◆ AIM OF THE TASK ◆
Copy the listing from its first line through the line containing "<point>158,268</point>", requests included, and rescale each point coordinate in the answers by multiplying it by 1.3 and rounding to a whole number, with halves rounded up. Keep the requests and their format samples unchanged.

## START GIVEN RECORDS

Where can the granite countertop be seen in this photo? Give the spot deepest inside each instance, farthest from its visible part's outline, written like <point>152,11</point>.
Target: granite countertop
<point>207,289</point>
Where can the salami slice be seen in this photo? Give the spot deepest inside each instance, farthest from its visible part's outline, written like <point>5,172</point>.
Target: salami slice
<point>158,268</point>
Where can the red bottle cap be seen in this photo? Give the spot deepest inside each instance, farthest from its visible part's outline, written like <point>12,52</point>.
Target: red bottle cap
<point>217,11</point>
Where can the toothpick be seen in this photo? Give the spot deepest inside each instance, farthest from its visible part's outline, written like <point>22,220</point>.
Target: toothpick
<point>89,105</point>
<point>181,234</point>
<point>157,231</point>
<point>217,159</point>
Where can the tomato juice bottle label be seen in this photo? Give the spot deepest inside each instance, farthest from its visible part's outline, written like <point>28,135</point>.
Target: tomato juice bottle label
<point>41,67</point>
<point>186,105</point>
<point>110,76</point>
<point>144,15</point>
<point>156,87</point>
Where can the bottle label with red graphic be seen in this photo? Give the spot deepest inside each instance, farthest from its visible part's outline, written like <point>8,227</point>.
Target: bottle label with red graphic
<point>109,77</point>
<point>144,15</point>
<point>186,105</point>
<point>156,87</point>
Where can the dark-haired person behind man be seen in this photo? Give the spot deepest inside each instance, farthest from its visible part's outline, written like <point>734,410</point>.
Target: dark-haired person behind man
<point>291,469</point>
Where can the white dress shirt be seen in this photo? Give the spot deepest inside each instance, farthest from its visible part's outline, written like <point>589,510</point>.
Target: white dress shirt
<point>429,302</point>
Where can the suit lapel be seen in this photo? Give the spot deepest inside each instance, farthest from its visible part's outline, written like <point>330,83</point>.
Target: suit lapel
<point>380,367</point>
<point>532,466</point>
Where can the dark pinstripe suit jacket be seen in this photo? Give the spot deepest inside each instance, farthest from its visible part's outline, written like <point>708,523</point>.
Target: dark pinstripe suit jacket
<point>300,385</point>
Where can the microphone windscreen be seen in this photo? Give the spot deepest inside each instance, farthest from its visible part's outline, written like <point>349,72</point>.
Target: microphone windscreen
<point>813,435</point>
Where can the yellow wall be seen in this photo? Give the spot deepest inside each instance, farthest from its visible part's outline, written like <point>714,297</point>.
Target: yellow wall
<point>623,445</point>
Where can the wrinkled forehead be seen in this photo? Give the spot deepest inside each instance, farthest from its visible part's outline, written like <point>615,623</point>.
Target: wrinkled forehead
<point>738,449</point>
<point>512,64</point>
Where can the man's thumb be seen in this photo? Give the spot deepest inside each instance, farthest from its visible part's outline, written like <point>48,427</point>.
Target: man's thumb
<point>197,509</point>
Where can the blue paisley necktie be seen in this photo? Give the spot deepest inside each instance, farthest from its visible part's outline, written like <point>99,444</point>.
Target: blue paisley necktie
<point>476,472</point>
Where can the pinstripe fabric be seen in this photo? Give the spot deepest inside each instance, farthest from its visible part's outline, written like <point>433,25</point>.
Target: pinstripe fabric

## END GIVEN RECORDS

◆ TASK ANSWER ◆
Where can the granite countertop be seen in this photo? Give the spot deepest inside each instance, farthest from its visible part's outline, written like <point>152,11</point>.
Target: granite countertop
<point>269,376</point>
Where can the salami slice be seen in this photo? Give the spot deepest inside each instance, farthest from its visible part's outline, written like <point>5,172</point>.
Target: salami slice
<point>205,348</point>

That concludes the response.